──────── SUPPLIED INFORMATION ────────

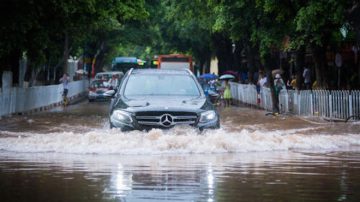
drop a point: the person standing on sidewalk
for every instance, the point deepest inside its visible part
(65, 80)
(227, 94)
(307, 78)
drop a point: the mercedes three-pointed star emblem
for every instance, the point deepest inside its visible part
(166, 120)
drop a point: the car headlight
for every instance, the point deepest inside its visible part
(207, 116)
(91, 93)
(121, 116)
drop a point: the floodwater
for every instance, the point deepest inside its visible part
(72, 155)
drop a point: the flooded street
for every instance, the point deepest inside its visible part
(72, 155)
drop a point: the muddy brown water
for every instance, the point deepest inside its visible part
(72, 155)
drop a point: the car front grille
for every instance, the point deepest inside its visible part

────────

* _EXERCISE INSTRUCTIONS_: Turn the data above into a Markdown table with the columns Row and Entry, one numbered row per line, skipping blank lines and leaving out the picture.

* _SOLUTION_:
| Row | Entry |
|---|---|
| 1 | drop a point: the person standing on sidewalk |
| 2 | for every instance, the point deepest inside its visible part |
| 3 | (65, 80) |
| 4 | (227, 94) |
| 5 | (307, 78) |
| 6 | drop a point: the mercedes three-pointed star emblem |
| 7 | for every instance, the point deepest inside its visible part |
| 8 | (166, 120) |
| 9 | drop a point: the car headlight |
| 10 | for every instance, the point deepest inside its visible part |
| 11 | (207, 116) |
| 12 | (91, 93) |
| 13 | (121, 116) |
| 14 | drop a point: the floodwater |
| 15 | for every instance, the point deepest inside its visible part |
| 16 | (72, 155) |
| 17 | drop a point: the flooded street |
| 18 | for every instance, the point deepest inside its visible part |
| 19 | (72, 155) |
| 20 | drop a point: the muddy brown water |
| 21 | for every instance, the point deepest inside its visible part |
| 22 | (72, 155) |
| 23 | drop a point: the car front grille |
| 24 | for every instance, the point deepest inside its visible part |